__SUPPLIED TEXT__
--- begin ---

= 2008 in Brazil =

Events from the year 2008 in Brazil.

==Incumbents==
===Federal government===
- President: Luiz Inácio Lula da Silva
- Vice President: José Alencar Gomes da Silva

===Governors===
- Acre: Binho Marques
- Alagoas: Teotônio Vilela Filho
- Amapa: Waldez Góes
- Amazonas: Eduardo Braga
- Bahia: Jaques Wagner
- Ceará: Cid Gomes
- Espírito Santo: Paulo Hartung
- Goiás: Alcides Rodrigues
- Maranhão: Jackson Lago
- Mato Grosso: Blairo Maggi
- Mato Grosso do Sul: André Puccinelli
- Minas Gerais: Aécio Neves
- Pará: Ana Júlia Carepa
- Paraíba: Cássio Cunha Lima
- Parana: Roberto Requião de Mello e Silva
- Pernambuco: Eduardo Campos
- Piauí: Wellington Dias
- Rio de Janeiro: Sérgio Cabral Filho
- Rio Grande do Norte: Wilma Maria de Faria
- Rio Grande do Sul: Yeda Rorato Crusius
- Rondônia: Ivo Narciso Cassol
- Roraima: José de Anchieta Júnior
- Santa Catarina: Luiz Henrique da Silveira
- São Paulo: José Serra
- Sergipe: Marcelo Déda
- Tocantins: Marcelo Miranda

===Vice governors===
- Acre:	Carlos César Correia de Messias
- Alagoas: José Wanderley Neto
- Amapá: Pedro Paulo Dias de Carvalho
- Amazonas: Omar José Abdel Aziz
- Bahia: Edmundo Pereira Santos
- Ceará: Francisco José Pinheiro
- Espírito Santo: Ricardo de Rezende Ferraço
- Goiás: Ademir de Oliveira Meneses
- Maranhão: Luís Carlos Porto
- Mato Grosso: Silval da Cunha Barbosa
- Mato Grosso do Sul: Murilo Zauith
- Minas Gerais: Antonio Augusto Junho Anastasia
- Pará: Odair Santos Corrêa
- Paraíba: José Lacerda Neto
- Paraná: Orlando Pessuti
- Pernambuco: João Soares Lyra Neto
- Piauí: Wilson Martins
- Rio de Janeiro: Luiz Fernando Pezão
- Rio Grande do Norte: Iberê Ferreira
- Rio Grande do Sul: Paulo Afonso Girardi Feijó
- Rondônia: João Aparecido Cahulla
- Roraima: Vacant
- Santa Catarina: Leonel Pavan
- São Paulo: Alberto Goldman
- Sergipe: Belivaldo Chagas Silva
- Tocantins: Paulo Sidnei Antunes

==Events==
===January===
- January 8: The paintings Portrait of Suzanne Bloch by Pablo Picasso and O Lavrador de Café by Cândido Portinari are recovered, after being stolen from the São Paulo Museum of Art.

--- end ---

(Named object pointing records)
--- begin ---

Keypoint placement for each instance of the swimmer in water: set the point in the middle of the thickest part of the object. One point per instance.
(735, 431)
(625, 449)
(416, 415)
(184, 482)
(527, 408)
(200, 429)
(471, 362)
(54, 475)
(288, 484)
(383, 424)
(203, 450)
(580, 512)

--- end ---

__PROMPT A__
From the 2008 in Brazil article, list each governor of a state whose name begins with the letter "P", together with that state.
__PROMPT B__
Output the records above word for word, including every one of their lines.

__TASK RESULT A__
- Pará: Ana Júlia Carepa
- Paraíba: Cássio Cunha Lima
- Parana: Roberto Requião de Mello e Silva
- Pernambuco: Eduardo Campos
- Piauí: Wellington Dias

__TASK RESULT B__
Keypoint placement for each instance of the swimmer in water: set the point in the middle of the thickest part of the object. One point per instance.
(735, 431)
(625, 449)
(416, 415)
(184, 482)
(527, 408)
(200, 429)
(471, 362)
(54, 475)
(288, 484)
(383, 424)
(203, 450)
(580, 512)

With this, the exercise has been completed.